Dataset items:
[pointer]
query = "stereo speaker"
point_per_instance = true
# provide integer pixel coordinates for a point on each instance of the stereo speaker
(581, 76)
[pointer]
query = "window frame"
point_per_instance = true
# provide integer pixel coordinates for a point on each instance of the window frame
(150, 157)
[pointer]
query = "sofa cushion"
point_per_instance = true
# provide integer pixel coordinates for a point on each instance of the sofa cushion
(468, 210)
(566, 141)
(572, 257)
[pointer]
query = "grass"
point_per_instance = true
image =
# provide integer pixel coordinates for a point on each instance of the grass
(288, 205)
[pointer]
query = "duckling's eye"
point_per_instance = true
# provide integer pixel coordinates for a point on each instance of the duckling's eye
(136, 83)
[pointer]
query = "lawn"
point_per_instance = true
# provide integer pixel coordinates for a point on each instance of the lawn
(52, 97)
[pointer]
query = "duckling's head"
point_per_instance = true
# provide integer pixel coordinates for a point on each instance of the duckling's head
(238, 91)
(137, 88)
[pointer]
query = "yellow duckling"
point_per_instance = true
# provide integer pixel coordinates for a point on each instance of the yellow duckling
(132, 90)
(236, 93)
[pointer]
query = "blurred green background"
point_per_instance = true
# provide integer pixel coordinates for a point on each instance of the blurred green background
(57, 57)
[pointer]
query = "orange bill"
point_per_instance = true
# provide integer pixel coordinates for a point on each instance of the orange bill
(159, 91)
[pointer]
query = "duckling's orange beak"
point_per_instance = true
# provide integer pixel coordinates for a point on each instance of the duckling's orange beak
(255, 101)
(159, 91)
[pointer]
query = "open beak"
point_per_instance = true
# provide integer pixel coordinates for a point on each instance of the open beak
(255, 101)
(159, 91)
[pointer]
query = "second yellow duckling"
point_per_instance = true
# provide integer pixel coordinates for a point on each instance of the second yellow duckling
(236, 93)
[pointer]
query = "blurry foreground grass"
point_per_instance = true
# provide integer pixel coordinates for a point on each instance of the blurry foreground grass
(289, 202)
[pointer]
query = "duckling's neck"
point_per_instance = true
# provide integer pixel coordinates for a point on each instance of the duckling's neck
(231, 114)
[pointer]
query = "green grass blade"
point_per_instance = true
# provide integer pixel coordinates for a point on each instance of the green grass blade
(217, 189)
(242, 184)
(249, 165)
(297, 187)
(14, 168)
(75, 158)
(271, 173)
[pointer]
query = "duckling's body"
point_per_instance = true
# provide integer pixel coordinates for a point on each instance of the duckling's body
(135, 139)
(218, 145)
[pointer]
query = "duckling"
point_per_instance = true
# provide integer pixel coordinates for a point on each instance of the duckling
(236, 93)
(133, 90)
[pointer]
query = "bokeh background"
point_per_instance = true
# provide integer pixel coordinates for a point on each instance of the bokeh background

- [Task requirements]: In the records, how many lines include the string "bokeh"? The answer is that number alone.

- [Written solution]: 2